_Passage to read_:
Start of Block

Sudanese President Omar el-Bashir announced the imminent end of a 16-year state of emergency across most of the country and began releasing political prisoners on Thursday, including the leading Islamic opposition figure.
/ Source: The Associated Press

Sudan announced the imminent end of a state of emergency across most of the giant country and began releasing political prisoners on Thursday, including the leading Islamic opposition figure.

Sudan has been under a state of emergency for 16 years — ever since President Omar el-Bashir seized power in the largest country in Africa — and Thursday’s developments are expected to help prepare for a handover to a transitional government with former rebels.

The emergency will not be lifted in Darfur, the western region where a rebellion and counterinsurgency have created one of the world’s worst humanitarian crises, and the eastern Red Sea and Kassala states, where there have been occasional anti-government violence and protests.

The most prominent prisoner released was Hassan Turabi, an Islamic ideologue who was once the strongman of el-Bashir’s regime until the president accused him of power grabbing and dismissed him.

Turabi immediately plunged back into politics with a news conference at his Popular Congress party headquarters, criticizing the government for planning to adopt a new constitution via a parliamentary committee and a vote instead through a national referendum.

“No constitution is to be passed by a committee,” Turabi complained. “It is the people who should have done it.”

In a national broadcast Thursday, el-Bashir said the emergency would be lifted when the new constitution is adopted and a transitional government is installed in accordance with the January peace treaty that ended the 21-year civil war in southern Sudan.

End of Block

_Task_:
Pick up the news report on Sudan's state of emergency after its last sentence and continue it. The lines that come next have nothing to do with this.

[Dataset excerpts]
Start of Block

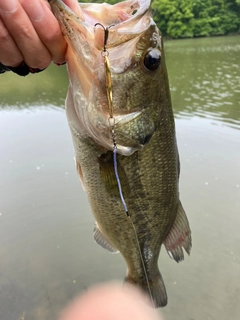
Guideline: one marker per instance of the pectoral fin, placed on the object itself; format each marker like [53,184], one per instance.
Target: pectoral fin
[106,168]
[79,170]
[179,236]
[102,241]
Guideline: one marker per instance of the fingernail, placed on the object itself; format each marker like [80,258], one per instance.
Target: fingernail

End of Block
Start of Block

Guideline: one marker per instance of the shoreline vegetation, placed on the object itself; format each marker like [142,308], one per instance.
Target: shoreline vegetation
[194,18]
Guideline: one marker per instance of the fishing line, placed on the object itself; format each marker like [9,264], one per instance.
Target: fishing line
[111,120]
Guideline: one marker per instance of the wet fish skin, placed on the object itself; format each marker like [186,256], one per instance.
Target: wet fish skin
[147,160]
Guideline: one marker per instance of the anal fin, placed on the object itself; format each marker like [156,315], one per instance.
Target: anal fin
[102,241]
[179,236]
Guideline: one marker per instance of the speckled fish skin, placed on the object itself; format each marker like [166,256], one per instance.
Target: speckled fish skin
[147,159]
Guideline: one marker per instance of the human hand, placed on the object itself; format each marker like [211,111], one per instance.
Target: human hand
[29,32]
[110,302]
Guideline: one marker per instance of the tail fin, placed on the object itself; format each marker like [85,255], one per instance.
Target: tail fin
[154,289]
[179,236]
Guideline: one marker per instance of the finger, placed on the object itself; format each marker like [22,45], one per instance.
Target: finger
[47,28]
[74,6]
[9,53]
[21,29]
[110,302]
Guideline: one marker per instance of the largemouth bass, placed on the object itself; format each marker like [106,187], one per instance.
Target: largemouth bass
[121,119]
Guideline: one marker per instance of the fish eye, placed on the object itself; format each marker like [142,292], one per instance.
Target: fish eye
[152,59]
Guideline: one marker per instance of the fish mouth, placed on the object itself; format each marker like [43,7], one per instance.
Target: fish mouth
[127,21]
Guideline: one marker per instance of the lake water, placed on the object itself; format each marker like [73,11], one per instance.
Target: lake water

End of Block

_Response area_:
“God willing, on the 9th of July, we will sign the interim period constitution,” el-Bashir said. On July 9, the leader of the former rebellion in southern Sudan, John Garang, is due to become vice president in a transitional government that will prepare the way for elections and a referendum for southerners on whether to secede.

The civil war pitted the Arab Muslim-dominated government in Khartoum against rebels fighting for greater autonomy and a larger share of the country’s wealth in the largely African animist and Christian south.

More than 2 million people died, mainly from war-induced famine and disease, and at least twice as many fled their homes.

Southern Sudan’s conflict was separate from one in the country’s western Darfur region, where rebels from African tribes took up arms in February 2003, complaining of discrimination and oppression by the Arab-dominated government. The government is accused of responding by backing a scorched-earth counterinsurgency by Arab militias, known as the Janjaweed.

War-induced hunger and disease have killed more than 180,000 people and driven more than 2 million from their homes in Darfur, according to U.N. estimates.